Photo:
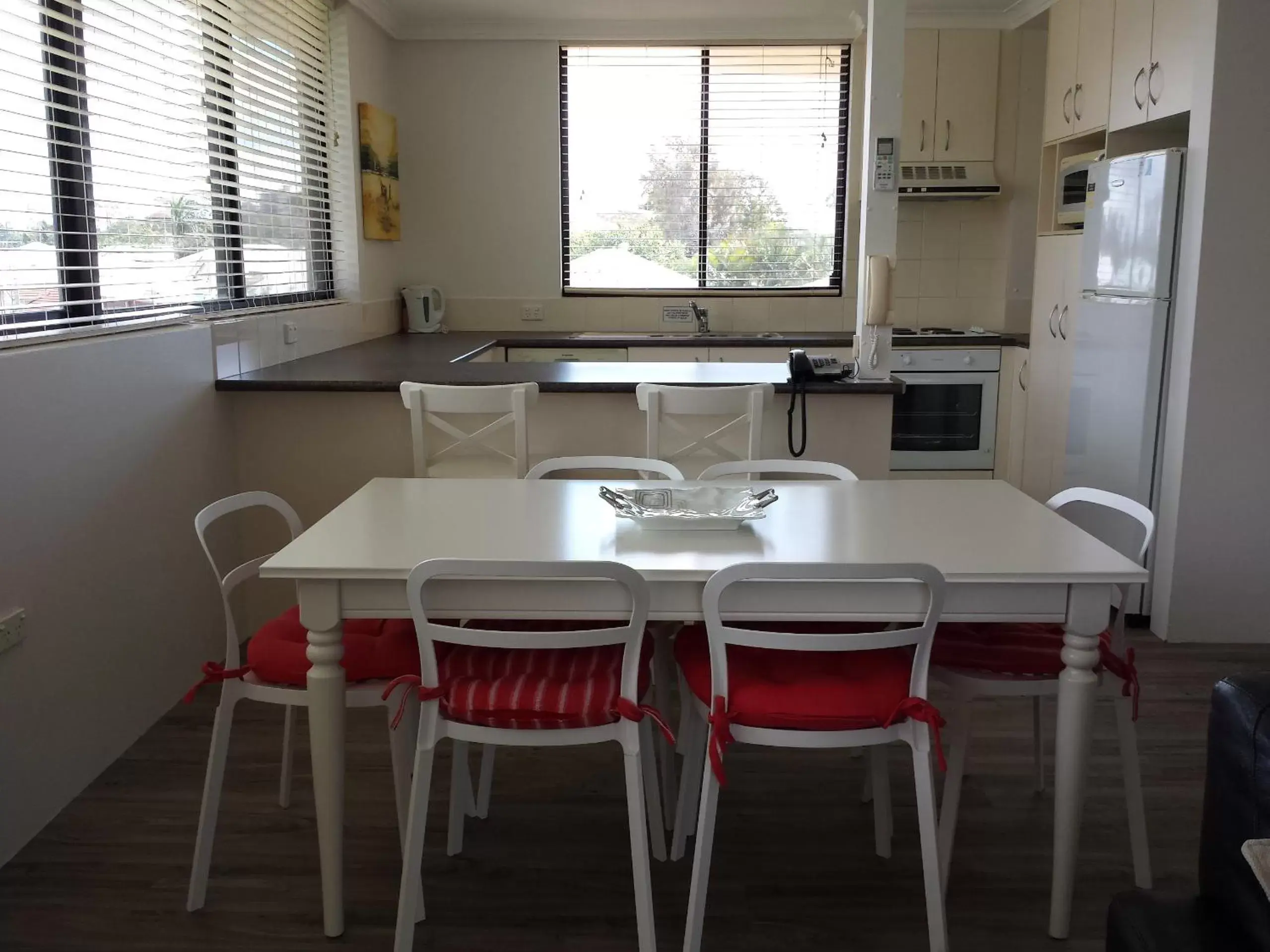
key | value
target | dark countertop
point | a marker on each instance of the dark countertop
(383, 364)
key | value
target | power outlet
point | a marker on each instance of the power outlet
(12, 629)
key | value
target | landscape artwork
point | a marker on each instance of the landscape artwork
(381, 203)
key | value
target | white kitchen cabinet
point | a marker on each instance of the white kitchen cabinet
(966, 102)
(548, 355)
(1011, 415)
(1152, 62)
(668, 355)
(1078, 67)
(921, 74)
(1048, 378)
(950, 96)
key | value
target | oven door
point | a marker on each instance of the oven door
(945, 422)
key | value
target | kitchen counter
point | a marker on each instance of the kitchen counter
(384, 364)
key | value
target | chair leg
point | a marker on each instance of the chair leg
(460, 789)
(287, 757)
(652, 792)
(1038, 746)
(694, 742)
(883, 818)
(936, 923)
(959, 742)
(212, 783)
(410, 898)
(638, 821)
(701, 861)
(485, 782)
(664, 680)
(1138, 843)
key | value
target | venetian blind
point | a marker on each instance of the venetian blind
(703, 167)
(160, 158)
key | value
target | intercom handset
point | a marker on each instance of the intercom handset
(810, 367)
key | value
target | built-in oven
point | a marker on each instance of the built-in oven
(946, 418)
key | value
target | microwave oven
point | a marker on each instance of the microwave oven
(1072, 187)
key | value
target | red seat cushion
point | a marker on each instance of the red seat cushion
(374, 649)
(1023, 649)
(536, 689)
(801, 690)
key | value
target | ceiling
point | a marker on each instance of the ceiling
(673, 19)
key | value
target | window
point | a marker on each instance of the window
(160, 158)
(703, 168)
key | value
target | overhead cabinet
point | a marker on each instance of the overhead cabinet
(1152, 62)
(950, 96)
(1078, 67)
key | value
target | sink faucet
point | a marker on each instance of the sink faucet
(703, 317)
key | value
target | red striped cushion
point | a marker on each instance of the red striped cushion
(536, 689)
(801, 690)
(374, 649)
(1024, 649)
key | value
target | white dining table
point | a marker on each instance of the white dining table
(1006, 558)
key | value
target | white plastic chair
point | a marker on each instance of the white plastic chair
(252, 689)
(969, 685)
(743, 405)
(433, 725)
(605, 462)
(756, 469)
(911, 732)
(469, 453)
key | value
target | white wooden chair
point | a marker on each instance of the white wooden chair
(476, 452)
(891, 664)
(605, 462)
(664, 659)
(995, 681)
(741, 407)
(619, 717)
(240, 683)
(744, 470)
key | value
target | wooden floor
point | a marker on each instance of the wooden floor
(550, 871)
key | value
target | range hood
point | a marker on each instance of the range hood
(936, 181)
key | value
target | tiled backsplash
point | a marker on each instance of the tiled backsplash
(257, 341)
(950, 272)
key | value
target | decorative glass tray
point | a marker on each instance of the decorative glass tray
(690, 507)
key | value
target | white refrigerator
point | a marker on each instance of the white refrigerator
(1122, 339)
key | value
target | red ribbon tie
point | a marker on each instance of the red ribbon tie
(632, 711)
(1124, 669)
(721, 737)
(919, 709)
(214, 673)
(424, 694)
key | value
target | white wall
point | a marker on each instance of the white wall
(480, 169)
(1214, 531)
(111, 447)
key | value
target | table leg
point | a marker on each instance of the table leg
(1087, 615)
(319, 614)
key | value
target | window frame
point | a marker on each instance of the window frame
(837, 282)
(67, 114)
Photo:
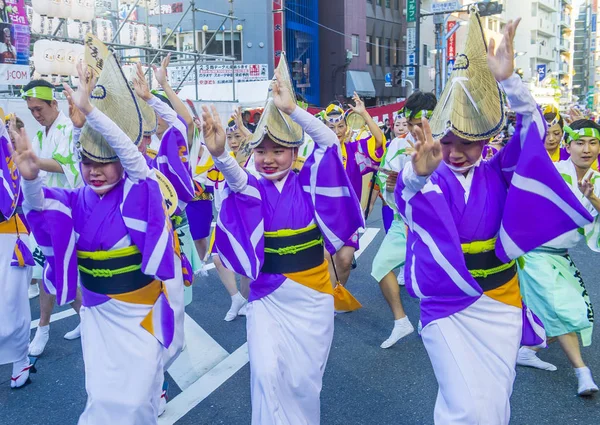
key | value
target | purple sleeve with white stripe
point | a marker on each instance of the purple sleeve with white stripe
(53, 229)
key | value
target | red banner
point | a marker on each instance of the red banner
(451, 43)
(277, 30)
(378, 113)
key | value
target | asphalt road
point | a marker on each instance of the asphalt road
(363, 384)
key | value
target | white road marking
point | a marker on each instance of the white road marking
(366, 240)
(204, 387)
(55, 317)
(195, 393)
(204, 365)
(202, 353)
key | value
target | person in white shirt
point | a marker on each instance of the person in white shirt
(54, 148)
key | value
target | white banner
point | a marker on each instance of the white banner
(14, 74)
(209, 74)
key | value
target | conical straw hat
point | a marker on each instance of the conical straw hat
(472, 104)
(114, 97)
(277, 125)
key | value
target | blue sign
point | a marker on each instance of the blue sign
(541, 69)
(450, 67)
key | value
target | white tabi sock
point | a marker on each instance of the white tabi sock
(237, 302)
(586, 386)
(527, 357)
(402, 327)
(38, 344)
(20, 373)
(74, 334)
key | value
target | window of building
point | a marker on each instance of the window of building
(237, 45)
(387, 52)
(355, 45)
(222, 44)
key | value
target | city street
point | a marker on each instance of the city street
(363, 384)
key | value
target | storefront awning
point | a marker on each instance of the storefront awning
(359, 82)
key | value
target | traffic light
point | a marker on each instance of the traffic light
(297, 70)
(489, 8)
(398, 74)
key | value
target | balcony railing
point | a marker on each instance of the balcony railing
(565, 45)
(550, 5)
(546, 26)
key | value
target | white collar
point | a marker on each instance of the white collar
(280, 183)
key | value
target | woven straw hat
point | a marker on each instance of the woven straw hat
(472, 104)
(277, 125)
(115, 98)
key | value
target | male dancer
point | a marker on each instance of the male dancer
(55, 151)
(371, 148)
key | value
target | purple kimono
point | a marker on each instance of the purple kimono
(519, 179)
(318, 194)
(10, 198)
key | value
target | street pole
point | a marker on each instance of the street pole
(417, 43)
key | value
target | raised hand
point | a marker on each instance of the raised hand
(140, 85)
(282, 97)
(502, 60)
(359, 105)
(161, 73)
(586, 186)
(214, 134)
(77, 117)
(23, 154)
(428, 152)
(197, 123)
(81, 97)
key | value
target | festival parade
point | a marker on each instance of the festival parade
(299, 212)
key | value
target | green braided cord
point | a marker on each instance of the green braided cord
(40, 92)
(582, 132)
(567, 178)
(485, 273)
(409, 114)
(177, 220)
(294, 249)
(108, 272)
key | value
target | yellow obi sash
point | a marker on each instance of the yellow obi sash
(497, 279)
(113, 272)
(293, 250)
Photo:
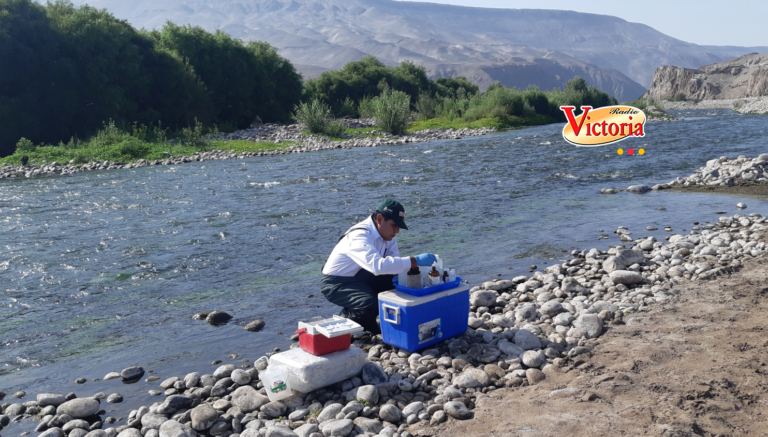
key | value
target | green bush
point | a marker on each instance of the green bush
(316, 115)
(426, 106)
(25, 146)
(391, 111)
(347, 108)
(335, 129)
(366, 107)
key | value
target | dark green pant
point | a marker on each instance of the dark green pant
(358, 295)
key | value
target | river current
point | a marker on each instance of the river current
(104, 270)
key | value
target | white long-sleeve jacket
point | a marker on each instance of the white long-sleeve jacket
(363, 248)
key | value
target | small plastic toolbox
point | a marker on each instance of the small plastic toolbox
(328, 335)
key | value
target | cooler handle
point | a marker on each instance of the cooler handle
(396, 311)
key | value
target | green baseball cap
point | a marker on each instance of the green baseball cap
(392, 209)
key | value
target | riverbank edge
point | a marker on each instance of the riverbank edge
(746, 105)
(484, 330)
(274, 133)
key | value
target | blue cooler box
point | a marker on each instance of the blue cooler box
(415, 322)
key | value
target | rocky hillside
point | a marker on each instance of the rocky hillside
(742, 77)
(516, 46)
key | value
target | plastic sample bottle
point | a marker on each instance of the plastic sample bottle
(434, 276)
(414, 278)
(452, 275)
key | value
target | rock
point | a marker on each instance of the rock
(306, 429)
(526, 340)
(192, 380)
(45, 399)
(338, 428)
(438, 418)
(240, 376)
(256, 325)
(168, 383)
(79, 408)
(247, 399)
(373, 374)
(626, 277)
(479, 374)
(203, 417)
(533, 358)
(274, 409)
(53, 432)
(224, 371)
(534, 376)
(372, 426)
(76, 423)
(175, 403)
(173, 428)
(457, 410)
(329, 412)
(218, 318)
(466, 381)
(640, 188)
(132, 374)
(413, 408)
(525, 313)
(590, 325)
(551, 308)
(483, 298)
(629, 257)
(369, 394)
(484, 353)
(152, 421)
(279, 431)
(390, 413)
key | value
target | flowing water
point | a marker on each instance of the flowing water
(104, 270)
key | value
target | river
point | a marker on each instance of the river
(104, 270)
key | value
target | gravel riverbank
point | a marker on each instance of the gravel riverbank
(269, 132)
(521, 332)
(746, 105)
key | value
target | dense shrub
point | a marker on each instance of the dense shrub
(66, 69)
(391, 111)
(316, 115)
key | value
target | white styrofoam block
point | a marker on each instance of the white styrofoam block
(307, 372)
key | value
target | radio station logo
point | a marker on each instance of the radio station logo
(602, 126)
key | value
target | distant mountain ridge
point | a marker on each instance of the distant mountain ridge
(514, 46)
(742, 77)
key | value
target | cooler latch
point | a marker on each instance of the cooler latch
(391, 314)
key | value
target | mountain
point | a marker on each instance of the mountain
(516, 46)
(745, 76)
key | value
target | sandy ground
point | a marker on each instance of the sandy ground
(693, 366)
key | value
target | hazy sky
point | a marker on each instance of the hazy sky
(705, 22)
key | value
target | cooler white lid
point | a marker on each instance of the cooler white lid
(406, 300)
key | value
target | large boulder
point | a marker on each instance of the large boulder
(483, 298)
(79, 408)
(248, 400)
(626, 277)
(590, 325)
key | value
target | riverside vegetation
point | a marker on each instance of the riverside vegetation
(150, 94)
(521, 332)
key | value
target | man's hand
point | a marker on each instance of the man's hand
(425, 259)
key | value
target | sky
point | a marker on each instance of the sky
(704, 22)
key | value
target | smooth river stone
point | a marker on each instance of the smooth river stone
(79, 408)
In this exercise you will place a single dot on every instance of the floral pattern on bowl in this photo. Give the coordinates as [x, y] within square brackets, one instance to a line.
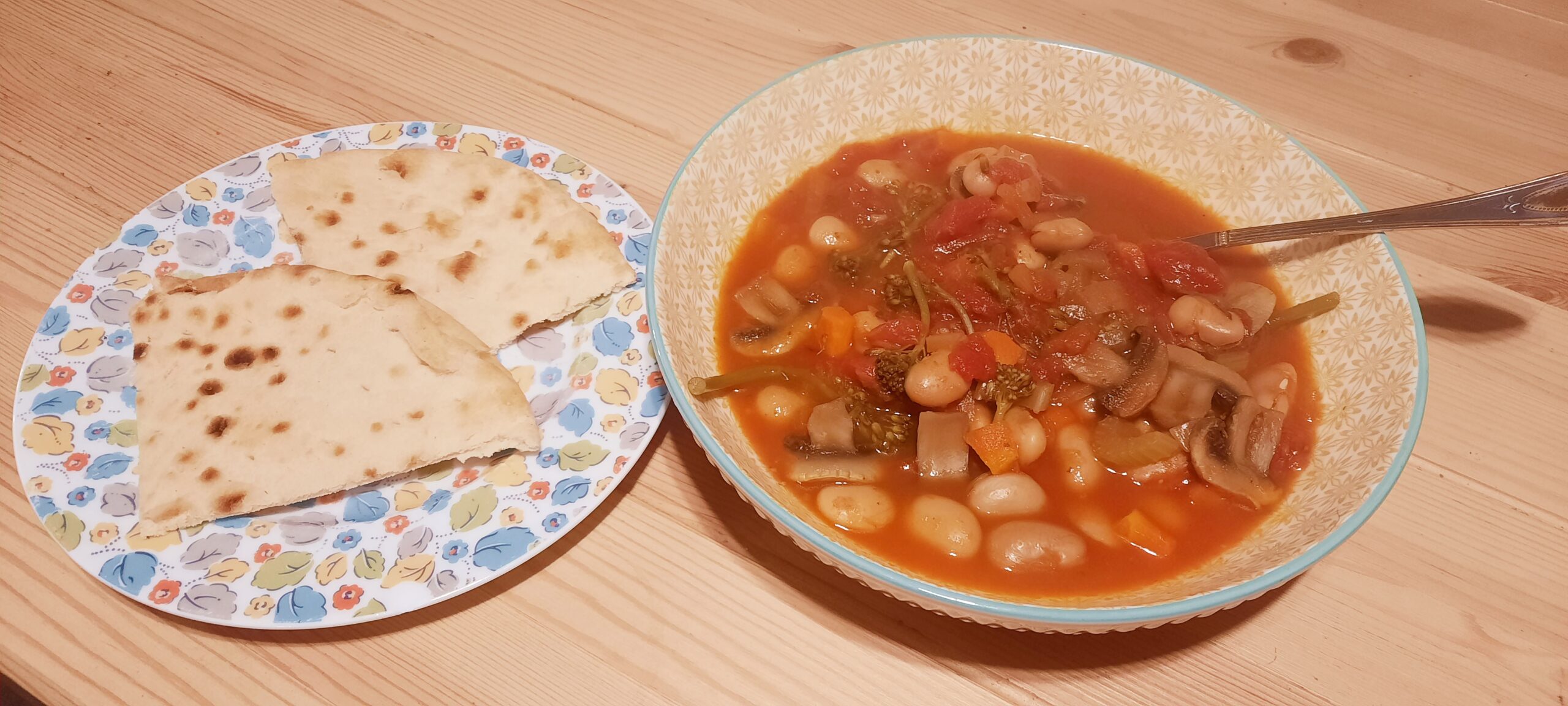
[1370, 354]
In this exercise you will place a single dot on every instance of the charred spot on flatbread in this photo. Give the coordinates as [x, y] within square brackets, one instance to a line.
[230, 503]
[239, 358]
[461, 264]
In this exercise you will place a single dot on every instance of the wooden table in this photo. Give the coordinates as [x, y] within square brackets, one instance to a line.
[678, 592]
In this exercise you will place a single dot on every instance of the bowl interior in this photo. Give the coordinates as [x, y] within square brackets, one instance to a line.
[1368, 352]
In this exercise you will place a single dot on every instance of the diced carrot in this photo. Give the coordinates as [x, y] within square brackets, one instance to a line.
[995, 446]
[836, 330]
[1074, 340]
[1006, 349]
[1144, 534]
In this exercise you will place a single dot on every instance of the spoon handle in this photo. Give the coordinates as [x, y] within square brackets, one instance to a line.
[1536, 203]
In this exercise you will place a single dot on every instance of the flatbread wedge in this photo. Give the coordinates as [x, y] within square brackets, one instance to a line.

:::

• EXERCISE PROMPT
Reproduce the records exactly, starting with their first line and ending with the line that contains "target | chair leg", though pictures should be dropped.

• ANSWER FOR THE TASK
Photo:
key | value
target | dark countertop
point | a marker on each instance of the dark countertop
(383, 364)
key | value
target | power outlet
point | a marker on each instance of the power outlet
(12, 629)
key | value
target | landscape artwork
point | a marker on each instance of the landscape artwork
(381, 203)
key | value
target | white kitchen cabinet
point | a marker on each instance of the white kitchen cabinet
(966, 102)
(548, 355)
(1011, 415)
(1152, 62)
(668, 355)
(1078, 67)
(921, 74)
(1048, 378)
(950, 96)
key | value
target | oven door
point | a marker on each instance of the oven door
(945, 422)
key | value
target | kitchen counter
point | a marker on each instance of the kitchen counter
(384, 364)
key | value
target | chair leg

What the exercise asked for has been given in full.